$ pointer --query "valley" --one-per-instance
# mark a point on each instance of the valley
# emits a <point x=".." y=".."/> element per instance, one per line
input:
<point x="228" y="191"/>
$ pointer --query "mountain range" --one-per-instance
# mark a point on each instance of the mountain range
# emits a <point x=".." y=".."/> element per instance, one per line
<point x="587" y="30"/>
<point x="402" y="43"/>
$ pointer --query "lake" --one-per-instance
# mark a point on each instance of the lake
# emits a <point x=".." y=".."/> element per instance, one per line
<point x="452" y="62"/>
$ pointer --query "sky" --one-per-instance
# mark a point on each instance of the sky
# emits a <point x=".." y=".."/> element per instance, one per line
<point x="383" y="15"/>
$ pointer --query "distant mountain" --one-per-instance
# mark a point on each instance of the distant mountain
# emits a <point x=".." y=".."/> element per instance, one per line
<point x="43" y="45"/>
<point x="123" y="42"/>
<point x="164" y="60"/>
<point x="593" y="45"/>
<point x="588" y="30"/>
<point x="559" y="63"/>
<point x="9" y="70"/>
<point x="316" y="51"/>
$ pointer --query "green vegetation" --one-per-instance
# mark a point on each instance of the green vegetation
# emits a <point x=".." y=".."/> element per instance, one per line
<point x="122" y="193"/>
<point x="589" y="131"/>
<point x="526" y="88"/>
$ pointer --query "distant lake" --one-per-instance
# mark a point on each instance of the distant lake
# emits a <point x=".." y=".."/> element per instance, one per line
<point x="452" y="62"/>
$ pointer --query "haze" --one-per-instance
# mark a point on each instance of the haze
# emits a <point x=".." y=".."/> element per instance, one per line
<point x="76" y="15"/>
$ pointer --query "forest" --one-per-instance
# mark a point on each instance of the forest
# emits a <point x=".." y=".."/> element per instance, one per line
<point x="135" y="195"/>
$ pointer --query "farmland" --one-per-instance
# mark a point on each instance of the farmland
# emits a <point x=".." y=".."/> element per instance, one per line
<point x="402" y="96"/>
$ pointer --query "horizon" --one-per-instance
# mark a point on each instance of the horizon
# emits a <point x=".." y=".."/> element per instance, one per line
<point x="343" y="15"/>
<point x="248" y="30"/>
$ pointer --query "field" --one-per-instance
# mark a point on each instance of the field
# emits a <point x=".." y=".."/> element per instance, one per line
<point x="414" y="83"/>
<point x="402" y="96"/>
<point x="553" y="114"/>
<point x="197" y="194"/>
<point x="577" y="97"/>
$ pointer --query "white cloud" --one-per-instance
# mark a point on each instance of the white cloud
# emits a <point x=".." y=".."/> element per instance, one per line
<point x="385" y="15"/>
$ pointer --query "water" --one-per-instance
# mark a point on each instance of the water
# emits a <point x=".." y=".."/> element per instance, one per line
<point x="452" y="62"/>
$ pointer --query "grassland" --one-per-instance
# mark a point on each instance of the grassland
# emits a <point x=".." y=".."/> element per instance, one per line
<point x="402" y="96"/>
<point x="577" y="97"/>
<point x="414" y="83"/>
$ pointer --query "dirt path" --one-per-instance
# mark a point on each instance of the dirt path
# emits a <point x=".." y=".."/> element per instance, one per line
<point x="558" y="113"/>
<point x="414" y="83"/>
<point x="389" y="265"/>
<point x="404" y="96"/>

▶ Aim of the exercise
Extract all of the data above without altering anything.

▶ Full answer
$ pointer --query "valley" --one-per-instance
# mark a point on each instance of the valley
# emits a <point x=".." y=".."/> element per instance, one per line
input:
<point x="228" y="191"/>
$ pointer --query "mountain range" --one-per-instance
# mark a point on each instance of the mountain range
# emits a <point x=".." y=".."/> element per instance, one per line
<point x="587" y="30"/>
<point x="402" y="43"/>
$ pointer --query "lake" --one-per-instance
# mark a point on each instance of the lake
# emits a <point x=".." y=".."/> element per instance, one per line
<point x="452" y="62"/>
$ pointer --query "sky" --one-per-instance
# mark a point on each instance of the sky
# emits a <point x=".." y=".."/> element per instance, one per line
<point x="383" y="15"/>
$ pointer --query "distant mountain" --one-per-instance
# mark a point on each instance of the distant mountain
# emits a <point x=".." y=".."/> element per instance, one per line
<point x="43" y="45"/>
<point x="123" y="42"/>
<point x="164" y="60"/>
<point x="593" y="45"/>
<point x="588" y="30"/>
<point x="559" y="63"/>
<point x="9" y="70"/>
<point x="316" y="51"/>
$ pointer --query "green vegetation" --one-per-instance
# mark a point on each instance of the green vegetation
# emits a <point x=".." y=".."/> element per instance, one per line
<point x="122" y="193"/>
<point x="589" y="131"/>
<point x="526" y="88"/>
$ pointer --query "distant lake" --one-per-instance
# mark a point on each instance of the distant lake
# emits a <point x=".." y=".."/> element per instance, one per line
<point x="452" y="62"/>
$ pointer --query "haze" --one-per-instance
# mark a point on each instance of the haze
# emits a <point x=".." y=".."/> element per instance, one per line
<point x="76" y="15"/>
$ pointer --query "forest" --one-per-instance
# mark a point on each instance of the forest
# emits a <point x=".." y=".."/> element per instance, one per line
<point x="135" y="195"/>
$ pointer --query "farmland" --one-per-instance
# mark a point on each instance of the farmland
# emits a <point x=".." y=".."/> element per instance, one per line
<point x="402" y="96"/>
$ pointer --query "horizon" --one-per-instance
# mark a point on each instance of the horizon
# emits a <point x=".." y=".."/> element per instance, one per line
<point x="343" y="15"/>
<point x="248" y="30"/>
$ pointer --query "field" --one-per-instance
# mark a point on each instance of the field
# emits a <point x=".." y=".."/> element per instance, one per line
<point x="414" y="83"/>
<point x="402" y="96"/>
<point x="553" y="114"/>
<point x="197" y="194"/>
<point x="577" y="97"/>
$ pointer --query "white cloud" --one-per-instance
# mark a point on each instance of the white cloud
# emits a <point x=".." y=".."/> element per instance, one per line
<point x="385" y="15"/>
$ pointer --query "water" --one-per-instance
# mark a point on each instance of the water
# emits a <point x=".." y=".."/> element per instance, one per line
<point x="452" y="62"/>
$ pointer --query "grassland" --one-per-instance
# mark a point on each instance of the grassland
# emits a <point x=".." y=".."/> element per instance, one per line
<point x="402" y="96"/>
<point x="577" y="97"/>
<point x="414" y="83"/>
$ pointer --query "dirt path" --one-per-instance
# mark a point on each instance of the dirt path
# emits a <point x=".." y=".."/> element per instance, one per line
<point x="558" y="113"/>
<point x="414" y="83"/>
<point x="389" y="265"/>
<point x="404" y="96"/>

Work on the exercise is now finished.